* Texte à lire
Présidence
La commission examine, en nouvelle lecture, le projet de loi, modifié par le Sénat, ratifiant l'ordonnance n° 2017-1252 du 9 août 2017 portant transposition de la directive 20152366 du Parlement européen et du Conseil du 25 novembre 2015 concernant les services de paiement dans le marché intérieur (n° 812) (Mme Nadia Hai, rapporteure).
Réunie le 19 avril dernier, la commission mixte paritaire n'est pas parvenue à adopter un texte sur les dispositions restant en discussion du projet de loi ratifiant l'ordonnance du 9 août 2017 portant transposition de la directive 20152366 du Parlement européen et du Conseil du 25 novembre 2015, dite « DSP 2 ».
Par courrier en date du 19 avril dernier, le Premier ministre a donc fait connaître que le Gouvernement demandait à ce qu'il soit procédé à une nouvelle lecture de ce projet de loi.
Ce projet de loi de ratification de l'ordonnance du 9 août 2017 transposant la directive du 25 novembre 2015 sur les services de paiement dans le marché intérieur a été adopté par notre assemblée en première lecture le 8 février dernier et par le Sénat le 22 mars. La commission mixte paritaire, qui s'est tenue le 19 avril dernier, n'a pas abouti à un texte commun.
La directive « DSP 2 » modernise le cadre juridique de « DSP 1 », qui datait de 2007, pour poursuivre l'harmonisation des normes en matière de services de paiement et pour prendre en compte l'impact des nouvelles technologies sur le secteur. Elle s'articule autour de quatre axes principaux.
Le premier axe est la consécration juridique au niveau européen de deux nouveaux types d'acteurs : les prestataires de services d'initiation de paiement et les prestataires de services d'information sur les comptes. Les premiers, également appelés initiateurs de paiements, passent des ordres de paiement à la demande du consommateur, à partir d'un compte de paiement détenu auprès d'une banque. Ils permettent aux consommateurs de payer leurs achats en ligne par simple virement, en donnant aux commerçants l'assurance que le paiement a bien été initié. La France compte environ 2,5 millions d'utilisateurs de ces services. Les seconds, appelés agrégateurs, permettent aux consommateurs de disposer d'une vision transversale de leurs finances sur l'ensemble de leurs comptes, gérés par une ou plusieurs banques. On compte 4 millions d'utilisateurs de ces services en France. DSP 2 offre à ces acteurs un cadre d'action, formalise leurs droits et les obligations qui leur incombent. Elle améliore la qualité des services de paiement et favorise la concurrence dans le secteur, au bénéfice du consommateur.

* Extrait source
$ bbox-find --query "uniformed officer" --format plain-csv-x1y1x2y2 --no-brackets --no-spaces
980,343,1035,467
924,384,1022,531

* Travail demandé
1: Selon l'extrait sur la directive DSP 2, à quelle date le Sénat a-t-il adopté le projet de loi de ratification ?
2: Relevez toutes les dates comportant un jour et un mois qui figurent dans l'extrait sur la directive DSP 2.
3: Donnez la suite de l'extrait sur la directive DSP 2, après sa dernière phrase.
Le matériel qui précède n'a aucun lien avec l'extrait sur la directive DSP 2.

* Réponses attendues
1: Le 22 mars.

2: 9 août 2017, 25 novembre 2015, 19 avril, 8 février, 22 mars.

3:
Le deuxième axe est le renforcement des normes de sécurité d'accès aux données des comptes de paiement des utilisateurs.
Le troisième axe est l'enrichissement des droits des utilisateurs de services de paiement, notamment en matière de frais dont ils doivent s'acquitter ou de remboursements dont ils bénéficient en cas d'opérations mal exécutées.
Le quatrième axe est l'amélioration de la supervision transfrontalière des établissements de paiement et des établissements de monnaie électronique.
Le projet de loi soumis à notre examen a pour objet de ratifier l'ordonnance du 9 août 2017 de transposition de cette directive. Il procède également à des ajustements du code monétaire et financier, en rapport avec les règles de DSP 2.
Le texte déposé par le Gouvernement a été modifié par plusieurs amendements en première lecture. L'Assemblée nationale a adopté deux amendements du Gouvernement.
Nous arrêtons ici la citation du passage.